- Exercise task
Output, please, every line from the line that holds "point: framed canvas" to the end, exactly as written.
###
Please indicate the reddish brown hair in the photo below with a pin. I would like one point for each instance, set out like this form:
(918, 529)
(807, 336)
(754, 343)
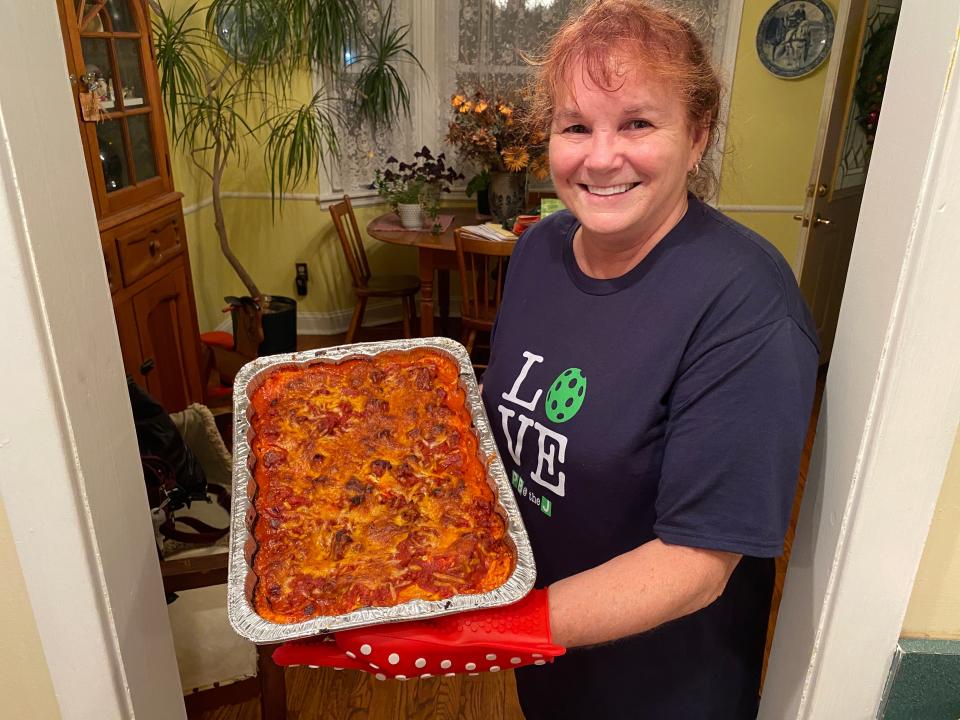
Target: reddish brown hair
(610, 33)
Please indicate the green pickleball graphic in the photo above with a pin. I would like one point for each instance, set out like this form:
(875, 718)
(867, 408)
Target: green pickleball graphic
(566, 395)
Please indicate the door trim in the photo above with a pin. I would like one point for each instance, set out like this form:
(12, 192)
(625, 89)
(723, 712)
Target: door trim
(892, 398)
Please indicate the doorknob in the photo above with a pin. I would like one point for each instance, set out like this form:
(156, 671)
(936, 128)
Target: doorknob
(805, 221)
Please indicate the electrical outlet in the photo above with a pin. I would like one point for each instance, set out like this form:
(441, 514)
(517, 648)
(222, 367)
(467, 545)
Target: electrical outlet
(301, 278)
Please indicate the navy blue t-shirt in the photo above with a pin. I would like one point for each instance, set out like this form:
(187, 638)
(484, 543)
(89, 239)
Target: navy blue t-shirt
(671, 402)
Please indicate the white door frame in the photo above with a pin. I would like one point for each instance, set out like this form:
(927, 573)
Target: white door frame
(892, 398)
(70, 477)
(69, 473)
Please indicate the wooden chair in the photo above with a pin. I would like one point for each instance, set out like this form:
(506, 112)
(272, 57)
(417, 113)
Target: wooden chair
(199, 615)
(364, 284)
(482, 265)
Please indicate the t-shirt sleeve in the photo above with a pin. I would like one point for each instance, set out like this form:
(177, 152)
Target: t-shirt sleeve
(737, 424)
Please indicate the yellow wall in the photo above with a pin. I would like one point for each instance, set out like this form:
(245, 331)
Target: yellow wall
(25, 684)
(770, 138)
(269, 248)
(934, 609)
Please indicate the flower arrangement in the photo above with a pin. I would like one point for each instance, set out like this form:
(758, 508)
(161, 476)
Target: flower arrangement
(490, 130)
(418, 182)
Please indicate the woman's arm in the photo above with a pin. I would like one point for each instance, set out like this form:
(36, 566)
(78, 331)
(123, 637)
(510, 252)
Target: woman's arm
(636, 591)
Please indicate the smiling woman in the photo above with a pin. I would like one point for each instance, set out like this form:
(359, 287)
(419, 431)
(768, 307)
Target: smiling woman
(651, 377)
(667, 493)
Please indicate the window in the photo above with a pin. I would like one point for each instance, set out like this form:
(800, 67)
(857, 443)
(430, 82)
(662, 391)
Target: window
(462, 43)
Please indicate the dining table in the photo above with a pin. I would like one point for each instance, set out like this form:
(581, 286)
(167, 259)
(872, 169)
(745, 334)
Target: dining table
(436, 253)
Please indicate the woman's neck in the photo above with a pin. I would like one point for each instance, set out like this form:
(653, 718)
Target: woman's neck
(602, 257)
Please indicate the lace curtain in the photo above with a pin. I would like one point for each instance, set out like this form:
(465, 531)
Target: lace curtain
(463, 43)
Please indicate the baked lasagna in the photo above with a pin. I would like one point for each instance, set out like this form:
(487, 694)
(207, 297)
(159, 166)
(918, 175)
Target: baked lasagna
(370, 490)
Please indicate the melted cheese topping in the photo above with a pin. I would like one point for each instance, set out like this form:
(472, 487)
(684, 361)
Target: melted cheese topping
(369, 489)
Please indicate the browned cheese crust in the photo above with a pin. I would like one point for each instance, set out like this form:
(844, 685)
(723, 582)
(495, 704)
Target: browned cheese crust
(369, 489)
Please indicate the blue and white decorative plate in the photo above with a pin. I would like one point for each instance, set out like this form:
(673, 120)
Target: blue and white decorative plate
(795, 36)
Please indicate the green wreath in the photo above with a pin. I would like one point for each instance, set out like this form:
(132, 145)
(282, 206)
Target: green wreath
(868, 90)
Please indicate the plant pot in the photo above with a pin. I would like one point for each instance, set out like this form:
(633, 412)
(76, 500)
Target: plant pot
(279, 325)
(411, 216)
(508, 195)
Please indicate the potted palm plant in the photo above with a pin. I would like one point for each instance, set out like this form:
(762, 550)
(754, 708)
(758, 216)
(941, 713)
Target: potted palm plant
(226, 73)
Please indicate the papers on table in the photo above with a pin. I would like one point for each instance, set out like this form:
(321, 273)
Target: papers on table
(488, 231)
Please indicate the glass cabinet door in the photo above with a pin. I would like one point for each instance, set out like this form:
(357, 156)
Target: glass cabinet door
(116, 68)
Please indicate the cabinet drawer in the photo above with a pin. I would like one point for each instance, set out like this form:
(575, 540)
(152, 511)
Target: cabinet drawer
(150, 245)
(112, 262)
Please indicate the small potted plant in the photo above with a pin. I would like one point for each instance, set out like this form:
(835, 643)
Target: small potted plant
(413, 189)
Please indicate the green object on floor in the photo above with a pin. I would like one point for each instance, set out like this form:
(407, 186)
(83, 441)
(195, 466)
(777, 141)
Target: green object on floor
(924, 681)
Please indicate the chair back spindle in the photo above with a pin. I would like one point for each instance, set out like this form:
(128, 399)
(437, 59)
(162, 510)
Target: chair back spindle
(351, 240)
(365, 285)
(482, 264)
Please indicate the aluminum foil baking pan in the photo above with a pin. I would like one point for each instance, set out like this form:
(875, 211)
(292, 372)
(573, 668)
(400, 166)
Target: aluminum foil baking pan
(241, 579)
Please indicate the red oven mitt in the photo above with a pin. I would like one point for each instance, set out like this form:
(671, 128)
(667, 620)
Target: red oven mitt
(472, 642)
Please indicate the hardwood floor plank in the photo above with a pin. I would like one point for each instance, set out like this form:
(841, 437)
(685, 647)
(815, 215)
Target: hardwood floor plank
(384, 698)
(511, 703)
(482, 696)
(430, 699)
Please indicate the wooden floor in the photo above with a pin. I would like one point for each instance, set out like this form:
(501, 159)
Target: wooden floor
(327, 694)
(341, 695)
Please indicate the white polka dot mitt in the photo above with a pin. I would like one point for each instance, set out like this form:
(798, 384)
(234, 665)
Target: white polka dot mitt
(471, 642)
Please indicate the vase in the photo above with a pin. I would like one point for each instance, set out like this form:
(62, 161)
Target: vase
(483, 202)
(411, 215)
(508, 195)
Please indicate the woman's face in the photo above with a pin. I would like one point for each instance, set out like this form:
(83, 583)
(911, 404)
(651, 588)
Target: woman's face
(620, 158)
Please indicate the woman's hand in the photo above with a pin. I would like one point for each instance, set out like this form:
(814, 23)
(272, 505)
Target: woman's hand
(472, 642)
(636, 591)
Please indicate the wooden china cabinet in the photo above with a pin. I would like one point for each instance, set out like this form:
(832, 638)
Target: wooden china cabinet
(110, 55)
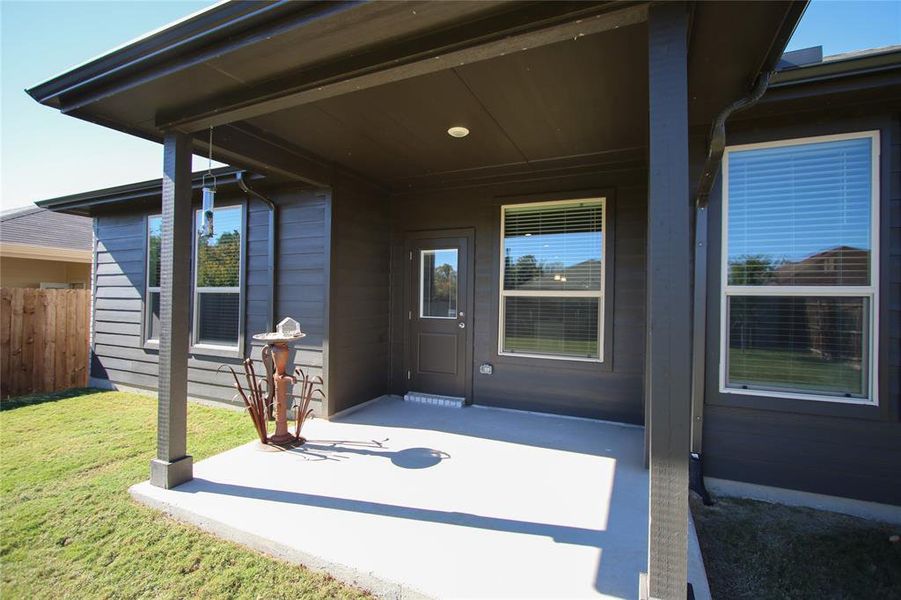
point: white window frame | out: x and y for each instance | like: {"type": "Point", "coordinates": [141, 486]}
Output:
{"type": "Point", "coordinates": [870, 292]}
{"type": "Point", "coordinates": [195, 295]}
{"type": "Point", "coordinates": [599, 294]}
{"type": "Point", "coordinates": [148, 305]}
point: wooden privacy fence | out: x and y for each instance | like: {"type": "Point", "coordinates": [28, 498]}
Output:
{"type": "Point", "coordinates": [43, 340]}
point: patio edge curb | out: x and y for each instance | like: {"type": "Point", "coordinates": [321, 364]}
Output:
{"type": "Point", "coordinates": [376, 586]}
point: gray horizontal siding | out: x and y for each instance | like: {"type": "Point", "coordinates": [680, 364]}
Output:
{"type": "Point", "coordinates": [118, 353]}
{"type": "Point", "coordinates": [359, 296]}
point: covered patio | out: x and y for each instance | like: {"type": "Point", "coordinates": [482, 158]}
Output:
{"type": "Point", "coordinates": [411, 500]}
{"type": "Point", "coordinates": [352, 103]}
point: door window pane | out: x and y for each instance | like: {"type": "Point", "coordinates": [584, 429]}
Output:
{"type": "Point", "coordinates": [553, 248]}
{"type": "Point", "coordinates": [551, 326]}
{"type": "Point", "coordinates": [438, 291]}
{"type": "Point", "coordinates": [815, 344]}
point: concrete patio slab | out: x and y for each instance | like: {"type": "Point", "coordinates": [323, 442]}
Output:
{"type": "Point", "coordinates": [412, 500]}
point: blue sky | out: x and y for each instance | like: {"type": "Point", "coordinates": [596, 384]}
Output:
{"type": "Point", "coordinates": [45, 154]}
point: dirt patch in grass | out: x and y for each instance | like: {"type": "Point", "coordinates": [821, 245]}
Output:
{"type": "Point", "coordinates": [70, 528]}
{"type": "Point", "coordinates": [755, 550]}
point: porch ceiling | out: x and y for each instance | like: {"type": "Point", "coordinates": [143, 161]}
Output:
{"type": "Point", "coordinates": [570, 100]}
{"type": "Point", "coordinates": [302, 89]}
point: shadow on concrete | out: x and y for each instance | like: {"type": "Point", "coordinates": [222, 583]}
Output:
{"type": "Point", "coordinates": [408, 458]}
{"type": "Point", "coordinates": [628, 505]}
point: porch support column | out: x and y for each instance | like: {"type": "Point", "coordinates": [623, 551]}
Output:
{"type": "Point", "coordinates": [172, 466]}
{"type": "Point", "coordinates": [669, 303]}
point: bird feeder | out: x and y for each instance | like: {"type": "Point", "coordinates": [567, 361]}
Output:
{"type": "Point", "coordinates": [287, 331]}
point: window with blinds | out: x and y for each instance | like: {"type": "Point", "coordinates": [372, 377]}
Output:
{"type": "Point", "coordinates": [217, 279]}
{"type": "Point", "coordinates": [152, 292]}
{"type": "Point", "coordinates": [799, 294]}
{"type": "Point", "coordinates": [552, 280]}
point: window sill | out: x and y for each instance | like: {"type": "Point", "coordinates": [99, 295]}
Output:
{"type": "Point", "coordinates": [216, 351]}
{"type": "Point", "coordinates": [795, 403]}
{"type": "Point", "coordinates": [561, 362]}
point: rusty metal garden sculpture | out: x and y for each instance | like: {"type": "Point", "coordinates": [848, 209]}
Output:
{"type": "Point", "coordinates": [260, 400]}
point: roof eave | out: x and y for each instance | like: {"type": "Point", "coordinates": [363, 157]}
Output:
{"type": "Point", "coordinates": [84, 202]}
{"type": "Point", "coordinates": [851, 67]}
{"type": "Point", "coordinates": [219, 22]}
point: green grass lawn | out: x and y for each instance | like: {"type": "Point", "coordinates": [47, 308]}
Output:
{"type": "Point", "coordinates": [757, 550]}
{"type": "Point", "coordinates": [70, 528]}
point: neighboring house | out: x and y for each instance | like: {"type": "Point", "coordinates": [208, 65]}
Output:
{"type": "Point", "coordinates": [44, 249]}
{"type": "Point", "coordinates": [420, 261]}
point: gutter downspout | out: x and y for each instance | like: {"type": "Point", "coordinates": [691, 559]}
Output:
{"type": "Point", "coordinates": [271, 271]}
{"type": "Point", "coordinates": [715, 150]}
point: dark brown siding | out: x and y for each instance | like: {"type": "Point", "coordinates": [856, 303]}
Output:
{"type": "Point", "coordinates": [829, 448]}
{"type": "Point", "coordinates": [119, 355]}
{"type": "Point", "coordinates": [612, 390]}
{"type": "Point", "coordinates": [358, 300]}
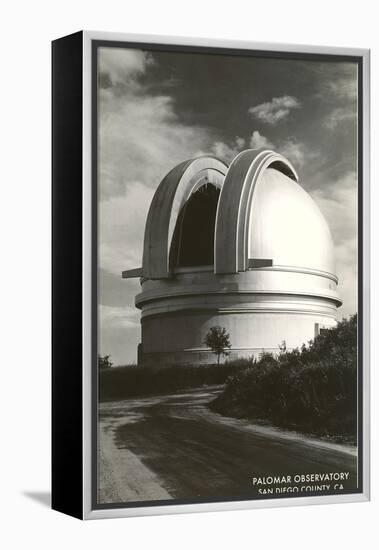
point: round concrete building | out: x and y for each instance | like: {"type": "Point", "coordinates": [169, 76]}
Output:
{"type": "Point", "coordinates": [243, 247]}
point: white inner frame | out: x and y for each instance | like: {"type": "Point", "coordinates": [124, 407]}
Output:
{"type": "Point", "coordinates": [88, 512]}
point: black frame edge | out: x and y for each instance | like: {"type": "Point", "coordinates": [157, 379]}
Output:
{"type": "Point", "coordinates": [67, 364]}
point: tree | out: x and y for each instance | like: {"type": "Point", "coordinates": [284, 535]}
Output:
{"type": "Point", "coordinates": [104, 362]}
{"type": "Point", "coordinates": [217, 339]}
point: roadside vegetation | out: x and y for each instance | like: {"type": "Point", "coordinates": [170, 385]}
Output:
{"type": "Point", "coordinates": [119, 383]}
{"type": "Point", "coordinates": [312, 390]}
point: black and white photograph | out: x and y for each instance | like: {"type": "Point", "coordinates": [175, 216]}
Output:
{"type": "Point", "coordinates": [228, 186]}
{"type": "Point", "coordinates": [189, 276]}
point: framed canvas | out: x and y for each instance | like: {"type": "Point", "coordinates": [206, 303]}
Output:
{"type": "Point", "coordinates": [210, 275]}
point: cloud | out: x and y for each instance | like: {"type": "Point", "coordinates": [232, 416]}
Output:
{"type": "Point", "coordinates": [111, 317]}
{"type": "Point", "coordinates": [338, 202]}
{"type": "Point", "coordinates": [275, 110]}
{"type": "Point", "coordinates": [226, 151]}
{"type": "Point", "coordinates": [121, 229]}
{"type": "Point", "coordinates": [140, 135]}
{"type": "Point", "coordinates": [295, 151]}
{"type": "Point", "coordinates": [338, 115]}
{"type": "Point", "coordinates": [122, 65]}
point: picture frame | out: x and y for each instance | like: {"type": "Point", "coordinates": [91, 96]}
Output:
{"type": "Point", "coordinates": [91, 161]}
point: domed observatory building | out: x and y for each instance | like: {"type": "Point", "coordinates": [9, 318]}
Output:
{"type": "Point", "coordinates": [245, 248]}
###
- Answer to this problem
point: framed canvas | out: x and y for each instance | like: {"type": "Point", "coordinates": [206, 303]}
Output:
{"type": "Point", "coordinates": [210, 275]}
point: cloud | out: x and y for each instance | like: {"type": "Point", "coordinates": [232, 416]}
Output:
{"type": "Point", "coordinates": [111, 317]}
{"type": "Point", "coordinates": [338, 202]}
{"type": "Point", "coordinates": [275, 110]}
{"type": "Point", "coordinates": [226, 151]}
{"type": "Point", "coordinates": [121, 229]}
{"type": "Point", "coordinates": [140, 135]}
{"type": "Point", "coordinates": [295, 151]}
{"type": "Point", "coordinates": [338, 115]}
{"type": "Point", "coordinates": [122, 65]}
point: picture frame | out: x and y for each instance | like: {"type": "Point", "coordinates": [91, 96]}
Output:
{"type": "Point", "coordinates": [91, 161]}
point: domed observatory building | out: x and y for each instance | like: {"type": "Point", "coordinates": [9, 318]}
Output:
{"type": "Point", "coordinates": [245, 248]}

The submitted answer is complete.